Document segment –
Researchers Contribute Corals Perspective to Science Magazine
April 05, 2013
Beth Polidoro, a researcher affiliated with the Global Marine Species Assessment (GMSA) headquartered at Old Dominion University, and Kent Carpenter, an ODU professor of biological sciences who directs the GMSA, are the authors of an article on coral reef dynamics in this week's issue of the prestigious Science magazine.
Polidoro, who became an assistant professor at Arizona State University last year but who is still a senior researcher with the GMSA, is the first author of the article in the journal's Perspectives section. The article comments on research published elsewhere in the issue (Gilmour et al. 2013) detailing how coral at the isolated Scott Reef off Western Australia recovered rapidly from a severe bleaching incident.
"Editors at Science asked Beth to review the piece because of work we (GMSA) did on extinction risk with corals," Carpenter said. "Being asked to write a Perspectives article shows the editors respect your opinion on what the science means."
Through the GMSA, Carpenter and Polidoro lead researchers who act as the Marine Biodiversity Unit of the International Union for the Conservation of Nature (IUCN) Species Survival Commission that has offices in Gland, Switzerland, and Cambridge, England. The IUCN administers the international Red List of Threatened Species assessments, which monitor extinction risks for plants and animals. The GMSA is responsible for the Red List assessments of marine plants and animals.

Required work –
**a.** According to the news item about the coral reef article in Science, where is the Global Marine Species Assessment headquartered?
**b.** For each statement, say whether the news item about the coral reef article in Science agrees with it, and quote the words that decide it. (i) Polidoro became an assistant professor at Arizona State University last year. (ii) Scott Reef lies off Eastern Australia. (iii) The IUCN Species Survival Commission has offices in Gland, Switzerland, and Cambridge, England.
**c.** Write the next part of the news item about the coral reef article in Science, picking up after its last sentence.

Saved entries –

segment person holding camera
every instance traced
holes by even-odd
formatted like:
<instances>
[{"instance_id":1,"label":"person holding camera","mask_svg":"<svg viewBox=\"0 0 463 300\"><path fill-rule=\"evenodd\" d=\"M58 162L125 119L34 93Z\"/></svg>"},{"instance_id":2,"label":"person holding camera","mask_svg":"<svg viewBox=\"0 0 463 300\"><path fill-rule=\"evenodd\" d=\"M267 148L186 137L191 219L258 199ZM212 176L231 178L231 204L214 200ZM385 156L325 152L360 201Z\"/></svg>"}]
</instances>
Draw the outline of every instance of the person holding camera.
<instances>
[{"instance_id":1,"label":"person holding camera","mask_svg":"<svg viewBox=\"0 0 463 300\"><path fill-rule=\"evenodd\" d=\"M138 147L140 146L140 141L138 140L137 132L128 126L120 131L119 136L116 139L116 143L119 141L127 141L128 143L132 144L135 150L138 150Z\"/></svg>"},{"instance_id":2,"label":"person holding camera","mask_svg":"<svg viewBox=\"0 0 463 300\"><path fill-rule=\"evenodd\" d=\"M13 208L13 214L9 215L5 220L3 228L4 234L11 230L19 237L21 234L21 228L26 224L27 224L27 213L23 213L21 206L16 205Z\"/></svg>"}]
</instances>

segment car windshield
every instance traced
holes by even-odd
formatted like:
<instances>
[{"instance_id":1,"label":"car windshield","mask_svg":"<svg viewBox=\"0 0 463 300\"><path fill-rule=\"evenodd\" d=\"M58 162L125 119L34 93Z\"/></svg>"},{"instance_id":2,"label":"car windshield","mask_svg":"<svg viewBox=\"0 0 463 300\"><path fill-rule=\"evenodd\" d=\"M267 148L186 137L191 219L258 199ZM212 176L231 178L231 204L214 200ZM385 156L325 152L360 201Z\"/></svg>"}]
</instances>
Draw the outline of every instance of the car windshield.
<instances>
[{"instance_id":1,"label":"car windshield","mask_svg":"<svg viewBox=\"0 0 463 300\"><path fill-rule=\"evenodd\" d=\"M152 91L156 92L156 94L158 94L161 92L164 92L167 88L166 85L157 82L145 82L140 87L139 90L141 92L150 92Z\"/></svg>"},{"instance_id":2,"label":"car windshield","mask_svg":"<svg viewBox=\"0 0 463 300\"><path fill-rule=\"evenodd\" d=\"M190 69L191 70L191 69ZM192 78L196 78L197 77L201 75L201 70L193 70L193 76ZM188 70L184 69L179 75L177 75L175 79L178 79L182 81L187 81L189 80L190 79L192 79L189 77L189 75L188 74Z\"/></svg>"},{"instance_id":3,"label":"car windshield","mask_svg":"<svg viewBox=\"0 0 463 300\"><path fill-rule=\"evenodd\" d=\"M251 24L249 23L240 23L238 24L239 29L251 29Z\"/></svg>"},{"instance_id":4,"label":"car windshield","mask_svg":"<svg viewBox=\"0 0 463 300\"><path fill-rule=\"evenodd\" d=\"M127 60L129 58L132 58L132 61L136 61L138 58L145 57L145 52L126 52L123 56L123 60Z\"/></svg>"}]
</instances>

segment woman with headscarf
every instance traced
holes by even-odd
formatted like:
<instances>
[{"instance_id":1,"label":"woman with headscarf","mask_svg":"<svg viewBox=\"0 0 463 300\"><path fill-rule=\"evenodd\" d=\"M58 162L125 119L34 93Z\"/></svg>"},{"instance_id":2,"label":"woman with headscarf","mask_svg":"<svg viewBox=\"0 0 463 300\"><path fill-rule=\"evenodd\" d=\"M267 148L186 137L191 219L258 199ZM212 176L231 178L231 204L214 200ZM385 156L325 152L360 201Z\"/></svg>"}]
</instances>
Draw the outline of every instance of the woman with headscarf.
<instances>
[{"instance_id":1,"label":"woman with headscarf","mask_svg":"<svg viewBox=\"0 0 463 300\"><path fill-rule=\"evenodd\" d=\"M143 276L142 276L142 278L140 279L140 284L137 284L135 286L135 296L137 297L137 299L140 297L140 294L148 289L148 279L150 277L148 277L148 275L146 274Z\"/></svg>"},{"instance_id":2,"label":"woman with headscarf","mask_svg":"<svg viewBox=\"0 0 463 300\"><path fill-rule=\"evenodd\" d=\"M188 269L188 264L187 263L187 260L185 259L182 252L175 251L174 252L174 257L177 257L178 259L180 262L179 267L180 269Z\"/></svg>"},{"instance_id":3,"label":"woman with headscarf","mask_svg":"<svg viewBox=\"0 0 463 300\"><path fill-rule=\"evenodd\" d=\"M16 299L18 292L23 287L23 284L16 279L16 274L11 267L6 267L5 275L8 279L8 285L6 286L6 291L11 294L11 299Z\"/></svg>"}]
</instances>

Task responses –
**a.** Old Dominion University

**b.**
(i) Yes: "who became an assistant professor at Arizona State University last year"
(ii) No: "the isolated Scott Reef off Western Australia"
(iii) Yes: "has offices in Gland, Switzerland, and Cambridge, England"

**c.**
One of the most recent Red List assessments by the GMSA was for coral species. "GMSA results are driving new regulations for protecting and promoting recovery of threatened coral species," Carpenter said.
Threats to coral include bleaching from increased sea-surface temperatures and increased ocean acidification from greenhouse gas emissions. Man made pollution and harmful fishing practices are also blamed for coral extinction threats.
The authors write that the latest research findings seem to show coral can recover after a bleaching incident when stresses from human activities are minimized.
"Without more comprehensive species-specific information and research, it remains unclear whether coral species composition and regeneration in recovered reefs can ever reach the same state of previously healthy, undisturbed reefs," the GMSA authors write. "It is clear, however, that substantially reducing anthropogenic impacts on coral reefs might at least buy us, and coral reef ecosystems, more time to answer these questions."